(EXCERPT Opens)

For the past few weeks, people from around the country have been practicing social distancing by hunkering down at home. Many have found alternative ways of getting physical exercise while cooped up at home, whether it’s through doing exercise videos or practicing yoga in their living rooms. But it’s important to exercise your brain as well, which is where books come in handy. Not only do they provide calisthenics for the imagination, but they can open your mind and teach you all sorts of new and unexpected things.
Here are 12 works of LGBTQ nonfiction to keep your brain occupied while we ride out this coronavirus…
Legendary Children: The First Decade of RuPaul’s Drag Race and the Last Century of Queer Life by Tom Fitzgerald and Lorenzo Marquez
RuPaul’s Drag Race fans will salivate over this definitive deep-dive and ultimate guide to all-things Drag Race and how the hit show has influenced modern LGBTQ culture.
The Stonewall Reader edited by
Brush up on your LGBTQ history with this definitive collection of first-hand accounts, diary entries, periodic literature, and articles from LGBTQ magazines and newspapers that documented the years leading up to and immediately following the Stonewall riots.

(EXCERPT Closes)
(INFORMATION SUPPLIED Opens)

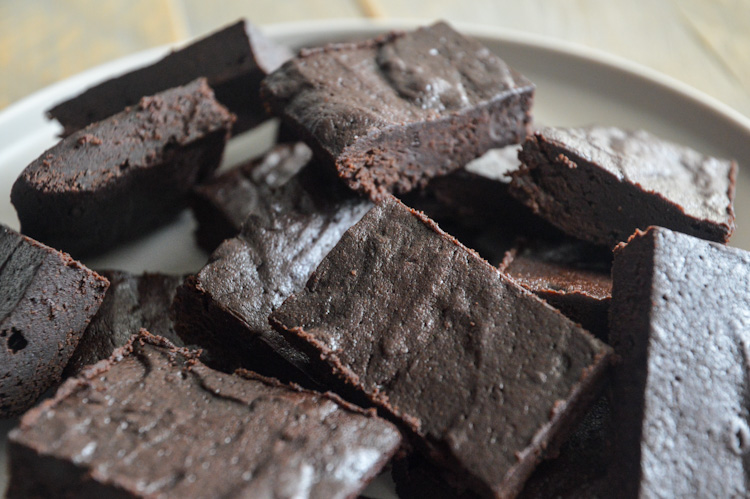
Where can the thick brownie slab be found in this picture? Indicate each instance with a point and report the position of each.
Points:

(INFORMATION SUPPLIED Closes)

== WORK TASK A ==
Return the portion of the article on LGBTQ nonfiction starting at "The Stonewall Reader" and ending at "the Stonewall riots.", copied word for word.
== WORK TASK B ==
Summarize the article on LGBTQ nonfiction in two sentences.
== WORK TASK C ==
Extend the article on LGBTQ nonfiction, continuing after its last sentence.

== TASK OUTPUT A ==
The Stonewall Reader edited by
Brush up on your LGBTQ history with this definitive collection of first-hand accounts, diary entries, periodic literature, and articles from LGBTQ magazines and newspapers that documented the years leading up to and immediately following the Stonewall riots.

== TASK OUTPUT B ==
As people practice social distancing at home, many have found other ways to get physical exercise, but exercising the brain matters too, and books can open the mind and teach new and unexpected things. The article presents 12 works of LGBTQ nonfiction for this period, among them a guide to RuPaul's Drag Race and its influence on modern LGBTQ culture, and a collection of first-hand accounts documenting the years before and after the Stonewall riots.

== TASK OUTPUT C ==
Rocking the Closet: How Little Richard, Johnnie Ray, Liberace, and Johnny Mathis Queered Pop Music by Vincent L. Stephens
A fascinating glimpse at how four iconic musicians from the ‘50s and ‘60s rebelled against traditional notions of masculinity and used pop music to subtly guide audiences towards acceptance and inclusion.
Real Queer America: LGBT Stories from Red States edited by Samantha Allen
Embark on cross-country road-trip stretching from the Rio Grande Valley to the Bible Belt with pit stops at small town gay bars, drag shows, political rallies, and other hubs of queer life across the American heartland.
This bestselling graphic novel offers a fun and offbeat look at how the queer identity has evolved over the years and tracks society’s ever-changing views on things like sex, gender, and sexuality.
Conspiracy: Peter Thiel, Hulk Hogan, Gawker, and the Anatomy of Intrigue by Ryan Holiday
A detailed account of billionaire techie and Donald Trump surrogate Peter Thiel’s ruthless, decade-long revenge plot to take down Gawker Media after he was publicly outed by the website.
Here for It: Or, How to Save Your Soul in America by R. Eric Thomas
R. Eric Thomas’ collection of humorous essays offer a quirky picture of being Black and queer in America that will have you thinking more deeply about serious issues while simultaneously laughing out loud.
We Are Everywhere: Protest, Power, and Pride in the History of Queer Liberation by
A sweeping photo history of the Queer Liberation Movement from the creators and curators of the massively popular Instagram account @lgbt_history. (P.S. If you’re not already following them on Instagram, you should be!)
Together We Stand: Queer Elders Speak Out edited by Don Martin and Val Innes
A poignant and powerful collection of memoirs, poetry, plays, short stories, and travelogues by over 20 LGBTQ elders about life, living through Stonewall, HIV/AIDS, marriage freedom, and the ongoing fight for equality.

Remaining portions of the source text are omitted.